Start of MATERIAL PROVIDED

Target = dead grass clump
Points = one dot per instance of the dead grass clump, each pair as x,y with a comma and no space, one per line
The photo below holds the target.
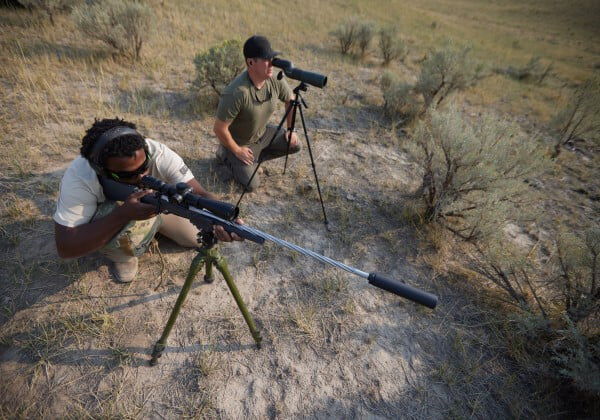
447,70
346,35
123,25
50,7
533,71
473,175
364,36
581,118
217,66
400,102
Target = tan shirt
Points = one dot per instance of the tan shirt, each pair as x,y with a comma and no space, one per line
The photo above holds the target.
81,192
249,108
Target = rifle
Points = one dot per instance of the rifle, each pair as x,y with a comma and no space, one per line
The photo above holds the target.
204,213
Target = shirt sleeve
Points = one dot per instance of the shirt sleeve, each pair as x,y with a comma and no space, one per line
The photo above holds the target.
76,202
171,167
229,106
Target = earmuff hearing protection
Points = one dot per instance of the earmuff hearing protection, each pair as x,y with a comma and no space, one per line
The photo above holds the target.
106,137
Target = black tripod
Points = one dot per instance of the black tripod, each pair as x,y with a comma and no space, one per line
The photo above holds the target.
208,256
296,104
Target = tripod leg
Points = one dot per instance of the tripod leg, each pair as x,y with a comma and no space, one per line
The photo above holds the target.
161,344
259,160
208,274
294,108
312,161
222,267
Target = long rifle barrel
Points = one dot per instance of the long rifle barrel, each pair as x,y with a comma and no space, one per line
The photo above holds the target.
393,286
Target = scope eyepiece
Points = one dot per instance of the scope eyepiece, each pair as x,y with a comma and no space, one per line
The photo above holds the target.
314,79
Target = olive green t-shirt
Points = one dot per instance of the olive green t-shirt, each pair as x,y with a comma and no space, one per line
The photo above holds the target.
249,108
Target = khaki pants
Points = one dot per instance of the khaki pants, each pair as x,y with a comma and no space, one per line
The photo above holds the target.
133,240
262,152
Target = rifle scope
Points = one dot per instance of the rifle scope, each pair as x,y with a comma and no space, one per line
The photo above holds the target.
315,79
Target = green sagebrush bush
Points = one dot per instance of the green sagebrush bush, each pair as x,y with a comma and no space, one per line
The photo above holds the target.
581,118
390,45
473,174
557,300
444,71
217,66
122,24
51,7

End of MATERIAL PROVIDED
Start of MATERIAL PROVIDED

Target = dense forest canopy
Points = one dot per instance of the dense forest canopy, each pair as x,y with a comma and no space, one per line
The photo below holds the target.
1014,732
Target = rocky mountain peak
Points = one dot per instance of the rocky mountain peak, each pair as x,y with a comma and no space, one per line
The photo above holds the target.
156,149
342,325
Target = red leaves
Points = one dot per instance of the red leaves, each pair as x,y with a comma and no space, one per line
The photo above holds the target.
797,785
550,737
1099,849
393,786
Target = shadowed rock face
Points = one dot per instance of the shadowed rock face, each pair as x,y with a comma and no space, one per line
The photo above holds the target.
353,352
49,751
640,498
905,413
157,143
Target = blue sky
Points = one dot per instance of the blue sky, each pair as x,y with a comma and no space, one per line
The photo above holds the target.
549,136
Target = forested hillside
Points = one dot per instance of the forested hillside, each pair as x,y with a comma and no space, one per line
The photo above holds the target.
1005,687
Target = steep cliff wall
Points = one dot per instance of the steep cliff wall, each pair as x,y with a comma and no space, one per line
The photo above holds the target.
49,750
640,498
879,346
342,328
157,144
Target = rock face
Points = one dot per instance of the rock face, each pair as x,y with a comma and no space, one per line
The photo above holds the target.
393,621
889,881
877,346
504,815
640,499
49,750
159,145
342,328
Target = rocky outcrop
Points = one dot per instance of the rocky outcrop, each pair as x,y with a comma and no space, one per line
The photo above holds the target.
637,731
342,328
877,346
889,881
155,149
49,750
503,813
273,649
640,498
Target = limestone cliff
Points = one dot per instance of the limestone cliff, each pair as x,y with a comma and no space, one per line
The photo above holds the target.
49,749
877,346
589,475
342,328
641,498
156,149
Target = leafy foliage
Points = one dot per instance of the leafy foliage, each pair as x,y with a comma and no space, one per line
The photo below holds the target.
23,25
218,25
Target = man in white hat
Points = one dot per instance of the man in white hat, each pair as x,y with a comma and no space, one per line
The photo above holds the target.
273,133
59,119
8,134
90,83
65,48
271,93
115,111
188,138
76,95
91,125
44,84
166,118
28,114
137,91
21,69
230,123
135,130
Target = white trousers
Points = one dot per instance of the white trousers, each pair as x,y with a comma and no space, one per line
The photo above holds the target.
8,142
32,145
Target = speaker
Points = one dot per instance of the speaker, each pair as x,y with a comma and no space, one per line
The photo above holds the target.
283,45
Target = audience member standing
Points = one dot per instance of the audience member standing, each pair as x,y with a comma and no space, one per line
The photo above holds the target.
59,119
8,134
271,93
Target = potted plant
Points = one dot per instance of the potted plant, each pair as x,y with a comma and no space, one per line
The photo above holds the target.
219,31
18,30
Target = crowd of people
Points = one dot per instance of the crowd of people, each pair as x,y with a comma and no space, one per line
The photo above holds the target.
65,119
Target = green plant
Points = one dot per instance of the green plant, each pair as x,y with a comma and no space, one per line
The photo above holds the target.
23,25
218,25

End of MATERIAL PROVIDED
Start of MATERIAL PROVIDED

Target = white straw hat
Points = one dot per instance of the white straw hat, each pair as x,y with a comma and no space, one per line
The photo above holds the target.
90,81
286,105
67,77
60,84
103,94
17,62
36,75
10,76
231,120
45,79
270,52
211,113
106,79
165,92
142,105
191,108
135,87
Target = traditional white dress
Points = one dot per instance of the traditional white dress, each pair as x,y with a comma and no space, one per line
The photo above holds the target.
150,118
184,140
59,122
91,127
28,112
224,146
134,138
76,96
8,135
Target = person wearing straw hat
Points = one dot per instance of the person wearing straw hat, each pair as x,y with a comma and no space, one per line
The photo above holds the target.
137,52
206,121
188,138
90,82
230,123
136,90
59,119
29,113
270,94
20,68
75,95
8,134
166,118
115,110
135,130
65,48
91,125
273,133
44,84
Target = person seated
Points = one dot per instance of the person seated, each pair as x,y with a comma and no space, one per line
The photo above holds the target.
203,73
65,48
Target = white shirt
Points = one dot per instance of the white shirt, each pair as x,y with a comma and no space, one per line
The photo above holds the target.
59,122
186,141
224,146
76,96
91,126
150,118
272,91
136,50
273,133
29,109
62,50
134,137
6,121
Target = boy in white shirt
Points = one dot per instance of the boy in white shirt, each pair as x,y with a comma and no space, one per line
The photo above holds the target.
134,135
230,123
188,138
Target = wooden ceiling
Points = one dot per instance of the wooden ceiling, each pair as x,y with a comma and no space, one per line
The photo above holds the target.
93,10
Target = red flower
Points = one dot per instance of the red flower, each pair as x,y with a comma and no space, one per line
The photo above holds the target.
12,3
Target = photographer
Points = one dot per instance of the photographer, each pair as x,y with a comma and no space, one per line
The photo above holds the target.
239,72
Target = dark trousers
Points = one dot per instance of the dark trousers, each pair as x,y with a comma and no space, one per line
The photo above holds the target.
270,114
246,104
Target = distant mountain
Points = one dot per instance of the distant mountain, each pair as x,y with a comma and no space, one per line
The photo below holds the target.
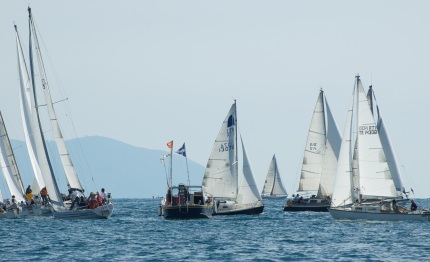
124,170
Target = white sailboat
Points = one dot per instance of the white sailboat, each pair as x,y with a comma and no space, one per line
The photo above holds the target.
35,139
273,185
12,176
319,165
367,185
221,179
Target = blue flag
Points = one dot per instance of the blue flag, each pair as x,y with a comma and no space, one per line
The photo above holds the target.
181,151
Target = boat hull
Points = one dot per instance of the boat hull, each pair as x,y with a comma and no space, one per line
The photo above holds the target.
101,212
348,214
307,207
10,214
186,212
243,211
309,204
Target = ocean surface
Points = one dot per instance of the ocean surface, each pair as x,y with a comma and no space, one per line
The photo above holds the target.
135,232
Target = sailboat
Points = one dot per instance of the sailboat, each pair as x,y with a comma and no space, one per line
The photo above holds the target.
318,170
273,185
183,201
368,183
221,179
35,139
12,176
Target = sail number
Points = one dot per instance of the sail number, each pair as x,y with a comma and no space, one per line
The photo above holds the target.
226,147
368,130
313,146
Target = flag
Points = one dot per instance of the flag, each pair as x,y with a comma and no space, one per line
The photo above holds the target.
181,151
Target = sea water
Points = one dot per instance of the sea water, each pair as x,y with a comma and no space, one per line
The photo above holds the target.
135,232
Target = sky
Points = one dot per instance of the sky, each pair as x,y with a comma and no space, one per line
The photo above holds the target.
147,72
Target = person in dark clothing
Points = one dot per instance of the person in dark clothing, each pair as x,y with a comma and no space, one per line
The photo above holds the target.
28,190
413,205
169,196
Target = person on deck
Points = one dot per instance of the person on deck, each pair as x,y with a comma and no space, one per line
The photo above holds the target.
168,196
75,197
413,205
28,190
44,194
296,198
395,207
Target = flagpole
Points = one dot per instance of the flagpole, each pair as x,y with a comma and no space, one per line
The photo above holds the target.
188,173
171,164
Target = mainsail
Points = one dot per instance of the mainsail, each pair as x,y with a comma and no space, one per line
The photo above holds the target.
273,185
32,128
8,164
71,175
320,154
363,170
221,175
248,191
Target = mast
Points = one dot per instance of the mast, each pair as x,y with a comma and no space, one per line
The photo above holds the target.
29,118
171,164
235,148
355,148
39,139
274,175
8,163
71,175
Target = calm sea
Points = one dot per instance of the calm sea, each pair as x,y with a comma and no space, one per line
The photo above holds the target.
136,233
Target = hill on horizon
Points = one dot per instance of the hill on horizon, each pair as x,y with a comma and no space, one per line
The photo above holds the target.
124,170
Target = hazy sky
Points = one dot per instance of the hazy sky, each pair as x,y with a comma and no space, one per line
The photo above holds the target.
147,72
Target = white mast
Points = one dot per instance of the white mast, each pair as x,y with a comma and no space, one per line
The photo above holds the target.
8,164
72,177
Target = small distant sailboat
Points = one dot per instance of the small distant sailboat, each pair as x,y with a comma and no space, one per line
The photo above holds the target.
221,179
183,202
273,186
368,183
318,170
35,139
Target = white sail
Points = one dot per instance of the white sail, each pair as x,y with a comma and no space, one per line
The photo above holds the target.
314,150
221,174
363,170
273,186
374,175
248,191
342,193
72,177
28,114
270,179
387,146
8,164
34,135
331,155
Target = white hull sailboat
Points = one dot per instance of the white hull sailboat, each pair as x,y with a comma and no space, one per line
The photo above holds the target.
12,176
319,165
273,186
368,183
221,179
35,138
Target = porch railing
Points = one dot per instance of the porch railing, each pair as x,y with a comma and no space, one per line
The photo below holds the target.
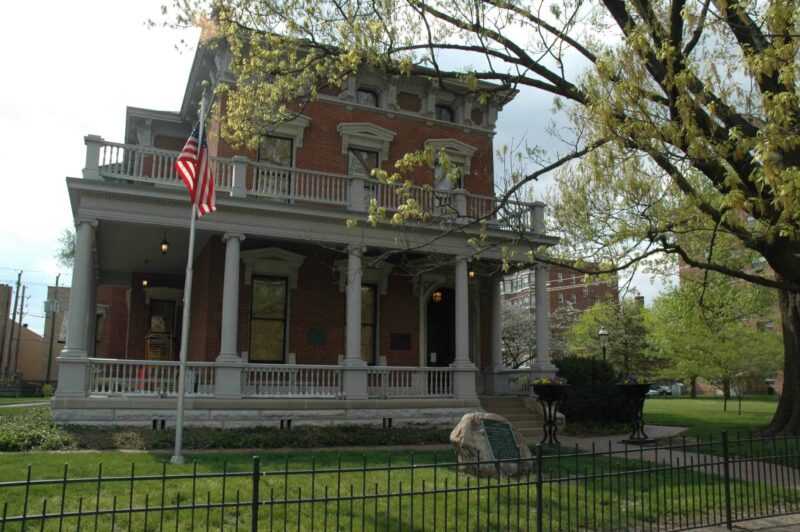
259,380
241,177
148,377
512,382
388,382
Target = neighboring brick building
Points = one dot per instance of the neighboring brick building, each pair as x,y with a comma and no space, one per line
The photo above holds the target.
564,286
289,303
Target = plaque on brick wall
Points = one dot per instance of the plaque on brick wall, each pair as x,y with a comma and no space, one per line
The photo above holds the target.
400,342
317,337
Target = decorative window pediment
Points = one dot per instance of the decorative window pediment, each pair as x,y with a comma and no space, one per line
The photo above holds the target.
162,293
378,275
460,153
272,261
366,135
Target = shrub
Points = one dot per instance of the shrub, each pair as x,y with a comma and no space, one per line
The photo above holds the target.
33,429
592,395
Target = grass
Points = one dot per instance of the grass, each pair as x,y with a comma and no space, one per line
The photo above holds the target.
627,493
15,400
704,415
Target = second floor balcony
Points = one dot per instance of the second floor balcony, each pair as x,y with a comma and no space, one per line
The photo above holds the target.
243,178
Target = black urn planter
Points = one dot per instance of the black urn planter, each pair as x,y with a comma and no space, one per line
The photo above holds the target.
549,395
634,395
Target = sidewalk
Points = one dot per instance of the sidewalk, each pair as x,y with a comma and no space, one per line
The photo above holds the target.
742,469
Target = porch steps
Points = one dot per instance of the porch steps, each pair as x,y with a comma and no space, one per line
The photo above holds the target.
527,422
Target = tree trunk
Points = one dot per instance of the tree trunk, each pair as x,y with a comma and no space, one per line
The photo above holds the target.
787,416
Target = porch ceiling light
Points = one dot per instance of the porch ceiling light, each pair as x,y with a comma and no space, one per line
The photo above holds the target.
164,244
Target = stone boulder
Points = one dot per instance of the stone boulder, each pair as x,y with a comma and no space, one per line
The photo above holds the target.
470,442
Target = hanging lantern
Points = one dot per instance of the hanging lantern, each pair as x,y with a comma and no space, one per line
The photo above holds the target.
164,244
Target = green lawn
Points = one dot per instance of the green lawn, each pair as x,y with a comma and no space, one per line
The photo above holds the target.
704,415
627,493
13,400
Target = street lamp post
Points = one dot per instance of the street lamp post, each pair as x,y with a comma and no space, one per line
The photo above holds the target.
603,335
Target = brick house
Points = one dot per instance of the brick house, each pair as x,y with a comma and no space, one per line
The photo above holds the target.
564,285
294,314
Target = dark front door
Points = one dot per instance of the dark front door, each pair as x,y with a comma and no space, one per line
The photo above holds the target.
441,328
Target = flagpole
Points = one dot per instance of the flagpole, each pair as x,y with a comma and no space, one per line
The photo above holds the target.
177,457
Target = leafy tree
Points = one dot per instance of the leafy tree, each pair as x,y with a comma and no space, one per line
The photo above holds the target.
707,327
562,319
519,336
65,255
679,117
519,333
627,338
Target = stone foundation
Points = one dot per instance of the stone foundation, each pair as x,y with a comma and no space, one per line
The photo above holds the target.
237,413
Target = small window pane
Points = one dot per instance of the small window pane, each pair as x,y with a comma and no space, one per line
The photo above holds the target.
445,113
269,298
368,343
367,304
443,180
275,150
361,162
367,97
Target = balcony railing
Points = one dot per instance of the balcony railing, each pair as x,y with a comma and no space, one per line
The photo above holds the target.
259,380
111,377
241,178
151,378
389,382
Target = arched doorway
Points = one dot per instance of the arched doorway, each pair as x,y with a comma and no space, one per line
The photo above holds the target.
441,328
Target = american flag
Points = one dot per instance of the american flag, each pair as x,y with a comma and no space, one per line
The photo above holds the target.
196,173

End of MATERIAL PROVIDED

● **TASK DESCRIPTION**: Of the entries above, transcribe exactly those lines that fall between the line containing "Points = one dot per instance of the shadowed" and the line containing "Target = forested hillside", together with those two lines.

● **TASK SOLUTION**:
Points = one dot per instance of the shadowed rock face, each pair as x,y with a comma and no space, one per line
The photo above holds the target.
353,352
49,751
640,498
905,413
157,143
Target = blue sky
Points = one dot per instance of the blue sky, each pair as x,y with a comma and no space, one per line
The photo above holds the target.
549,136
Target = forested hillside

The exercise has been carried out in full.